▶ **RECORDED DATA**:
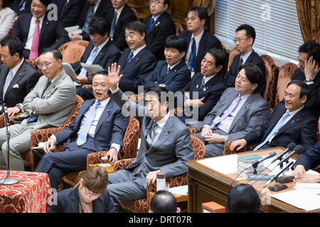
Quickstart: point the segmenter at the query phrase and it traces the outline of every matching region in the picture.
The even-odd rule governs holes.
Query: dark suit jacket
[[[229,71],[228,71],[227,73],[225,74],[224,78],[225,79],[225,82],[227,83],[228,87],[235,87],[235,77],[237,77],[238,73],[239,72],[238,66],[239,65],[240,55],[241,54],[239,54],[233,57],[233,62],[231,63],[231,65],[230,66]],[[264,78],[265,79],[265,62],[263,62],[263,60],[260,57],[260,56],[259,56],[259,55],[255,52],[255,50],[252,50],[252,52],[245,61],[245,64],[247,63],[252,63],[258,66],[260,68],[261,71],[262,72]],[[265,87],[262,88],[262,89],[264,90]],[[261,91],[259,92],[260,92],[260,94],[262,94]]]
[[[222,94],[227,88],[221,72],[219,72],[205,84],[206,91],[201,87],[203,78],[203,75],[200,72],[195,74],[188,85],[181,91],[182,92],[190,92],[191,99],[195,99],[193,92],[198,92],[197,99],[200,99],[204,97],[202,101],[204,104],[198,109],[199,121],[203,121],[205,116],[215,106]]]
[[[301,155],[293,166],[297,165],[304,166],[306,171],[320,165],[320,141]]]
[[[57,205],[51,205],[48,213],[79,213],[78,189],[73,187],[58,192]],[[92,213],[116,213],[112,198],[106,190],[92,201]]]
[[[107,14],[107,20],[112,26],[112,20],[114,16],[114,8],[109,9]],[[113,43],[117,45],[121,51],[128,47],[125,39],[125,28],[124,26],[129,22],[137,21],[137,16],[134,11],[125,4],[122,9],[120,15],[118,16],[118,21],[114,28],[114,33],[113,35]]]
[[[247,143],[265,140],[286,111],[284,102],[279,102],[265,124],[245,136]],[[306,150],[316,143],[316,127],[317,119],[304,108],[279,130],[271,142],[271,146],[287,147],[294,142],[300,144]]]
[[[4,64],[0,67],[0,100],[1,102],[4,101],[8,107],[13,107],[23,102],[24,97],[38,82],[40,74],[24,60],[8,87],[3,101],[3,89],[9,70]],[[14,88],[16,84],[18,88]]]
[[[144,48],[130,62],[125,64],[130,52],[129,48],[124,49],[118,61],[117,65],[121,65],[120,74],[123,74],[119,87],[123,92],[131,91],[137,94],[138,86],[144,84],[144,80],[156,67],[156,59],[150,50]]]
[[[184,39],[188,46],[190,44],[191,35],[192,33],[189,31],[183,31],[179,35],[179,36],[182,37]],[[202,59],[206,55],[207,50],[212,48],[222,49],[221,42],[215,35],[210,34],[208,31],[205,29],[203,35],[200,40],[197,55],[196,56],[196,59],[194,59],[193,68],[195,72],[200,72]]]
[[[306,76],[299,68],[294,71],[292,79],[305,81]],[[316,117],[319,118],[320,115],[320,71],[314,77],[314,84],[309,85],[309,89],[310,94],[305,106]]]
[[[21,15],[12,33],[12,35],[16,35],[20,39],[23,47],[26,45],[29,33],[31,18],[31,13]],[[60,21],[49,21],[47,15],[45,15],[40,31],[39,55],[45,48],[58,49],[61,45],[69,41],[68,33],[63,28]],[[29,54],[30,51],[28,50],[23,50],[23,57],[25,59],[29,57]]]
[[[90,41],[87,45],[85,52],[83,52],[80,60],[71,64],[72,67],[77,74],[79,74],[81,71],[82,66],[80,65],[80,62],[85,63],[87,58],[90,55],[91,51],[92,50],[94,47],[95,46],[93,45],[93,43]],[[111,43],[111,40],[109,40],[109,41],[105,45],[103,48],[101,49],[100,52],[97,54],[92,65],[100,65],[105,70],[107,70],[108,67],[111,66],[112,63],[117,62],[118,61],[119,58],[120,57],[120,55],[121,52],[119,48],[115,45],[113,45]],[[88,76],[89,74],[87,72],[87,77]],[[91,82],[88,81],[89,84],[90,82]]]
[[[166,84],[168,91],[176,92],[181,91],[189,82],[191,73],[184,60],[181,60],[170,72],[166,74],[168,64],[166,61],[160,61],[156,64],[154,71],[144,82],[144,87],[156,84]]]
[[[152,15],[149,15],[144,20],[146,31],[148,28],[151,17]],[[171,21],[169,15],[166,11],[158,18],[148,34],[146,34],[146,47],[154,53],[158,60],[165,60],[164,42],[169,36],[175,34],[176,27],[174,21]]]
[[[85,112],[93,105],[95,99],[86,100],[81,105],[75,121],[62,131],[55,134],[57,144],[75,141],[78,138],[78,132],[81,125],[81,121]],[[122,145],[122,138],[124,135],[128,118],[121,113],[121,109],[112,100],[110,100],[99,119],[95,132],[95,144],[97,151],[109,150],[112,143]],[[95,150],[95,148],[92,148]]]
[[[83,9],[86,0],[70,0],[63,12],[64,1],[53,0],[52,4],[55,4],[58,8],[58,14],[61,20],[63,27],[70,27],[75,26]]]

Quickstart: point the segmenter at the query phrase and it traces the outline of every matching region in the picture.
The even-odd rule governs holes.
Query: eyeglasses
[[[50,65],[51,65],[51,64],[53,63],[53,62],[55,62],[58,61],[58,59],[57,59],[56,60],[55,60],[55,61],[53,61],[53,62],[49,62],[49,63],[38,64],[38,67],[39,68],[43,68],[43,67],[48,67]]]
[[[235,42],[235,43],[237,43],[237,42],[239,42],[239,43],[241,43],[242,41],[243,41],[243,40],[247,40],[247,39],[249,39],[249,38],[250,38],[251,37],[248,37],[248,38],[235,38],[234,40],[233,40],[233,42]]]

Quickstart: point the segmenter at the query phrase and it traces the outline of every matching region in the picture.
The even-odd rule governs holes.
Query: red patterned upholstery
[[[63,62],[73,63],[80,61],[88,43],[86,40],[76,40],[62,45],[58,49],[63,56]]]
[[[272,57],[266,55],[262,55],[260,57],[265,62],[265,66],[266,86],[263,97],[269,104],[269,106],[272,108],[274,106],[274,97],[279,70]]]
[[[203,157],[205,154],[205,145],[198,138],[191,136],[191,146],[194,152],[194,159],[198,160]],[[132,162],[133,159],[127,160],[122,160],[118,161],[114,165],[114,170],[128,167]],[[118,163],[122,162],[122,163]],[[166,182],[169,183],[170,187],[174,187],[178,186],[188,184],[187,174],[183,174],[171,177],[166,177]],[[122,203],[122,206],[129,211],[137,213],[146,213],[149,211],[149,192],[156,192],[156,183],[147,185],[146,198],[138,200],[130,201],[128,202]],[[188,206],[186,205],[187,202],[182,202],[178,204],[178,206],[181,209],[181,211],[186,212]]]
[[[47,141],[49,137],[51,136],[51,135],[57,133],[58,132],[62,131],[63,128],[69,126],[77,116],[78,111],[79,111],[79,109],[82,102],[83,99],[80,96],[77,95],[77,101],[75,104],[75,106],[71,111],[69,118],[65,120],[65,123],[63,123],[61,126],[33,131],[31,132],[31,140],[30,142],[30,147],[33,148],[38,146],[40,142]],[[28,165],[31,165],[31,170],[34,170],[35,163],[33,160],[33,153],[32,152],[31,149],[30,149],[27,152],[22,153],[21,157],[23,160],[24,163]]]
[[[277,91],[274,99],[274,106],[282,100],[284,96],[284,91],[286,90],[287,85],[291,81],[294,70],[298,68],[298,66],[294,63],[286,63],[279,70],[278,82],[277,83]]]

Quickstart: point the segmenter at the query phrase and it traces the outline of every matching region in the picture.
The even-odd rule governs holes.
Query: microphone
[[[283,159],[282,160],[281,160],[278,165],[280,165],[282,166],[283,165],[283,162],[288,162],[289,159],[290,158],[291,156],[292,156],[294,154],[301,154],[302,153],[304,150],[304,148],[301,145],[297,145],[297,146],[294,147],[293,151],[289,153],[288,155],[286,156],[286,157],[284,159]]]
[[[290,143],[287,146],[287,149],[282,151],[280,154],[277,155],[276,157],[271,162],[270,164],[274,162],[277,160],[281,160],[282,159],[283,155],[287,154],[289,151],[292,150],[296,147],[296,144],[294,143]]]

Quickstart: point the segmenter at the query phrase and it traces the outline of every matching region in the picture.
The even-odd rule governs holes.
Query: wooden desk
[[[261,151],[245,153],[242,154],[257,153],[260,155],[265,155],[271,150],[274,150],[277,154],[283,151],[284,148],[274,148],[272,149],[264,149]],[[240,153],[238,155],[240,155]],[[215,157],[209,157],[215,158]],[[201,213],[202,203],[213,201],[222,206],[227,206],[227,199],[229,191],[229,185],[231,184],[237,174],[230,174],[225,175],[218,171],[215,171],[203,165],[199,164],[196,160],[191,160],[186,163],[188,168],[188,213]],[[247,179],[235,180],[233,182],[233,187],[240,184],[246,183]],[[265,182],[256,182],[252,186],[258,192],[265,185]],[[274,182],[270,184],[274,185]],[[295,185],[294,182],[285,184],[288,189],[280,191],[284,192],[294,189],[292,187]],[[271,192],[270,194],[277,192]],[[260,194],[260,197],[264,194]],[[270,196],[271,197],[271,196]],[[270,199],[271,205],[261,205],[260,212],[293,212],[305,213],[306,211],[291,206],[283,201],[277,200],[273,197]],[[312,211],[311,212],[320,212],[320,210]]]

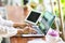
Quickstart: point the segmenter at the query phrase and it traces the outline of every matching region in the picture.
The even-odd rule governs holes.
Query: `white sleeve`
[[[3,19],[3,18],[0,18],[0,25],[2,25],[2,26],[9,26],[9,27],[11,27],[11,26],[13,26],[13,22],[12,20],[5,20],[5,19]]]
[[[17,33],[17,29],[13,27],[0,26],[0,37],[8,38]]]

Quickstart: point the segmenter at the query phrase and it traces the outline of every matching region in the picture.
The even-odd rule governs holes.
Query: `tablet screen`
[[[40,14],[41,14],[41,13],[31,11],[30,14],[29,14],[29,16],[27,17],[27,20],[32,22],[32,23],[37,23]]]

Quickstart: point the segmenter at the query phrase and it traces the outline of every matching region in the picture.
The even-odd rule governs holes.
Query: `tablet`
[[[30,13],[28,14],[28,16],[26,17],[25,22],[32,24],[32,25],[37,25],[39,18],[40,18],[41,13],[37,12],[37,11],[30,11]]]

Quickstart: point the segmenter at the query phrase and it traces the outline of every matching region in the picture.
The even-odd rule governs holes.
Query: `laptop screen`
[[[27,20],[32,22],[32,23],[37,23],[39,16],[40,16],[40,13],[31,11],[29,16],[27,17]]]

▶ **WRITTEN TASK**: Please gather every line in the data above that contains the word "screen", and copy each one out in full.

▶ **ANSWER**:
Query: `tablet screen`
Query: `laptop screen`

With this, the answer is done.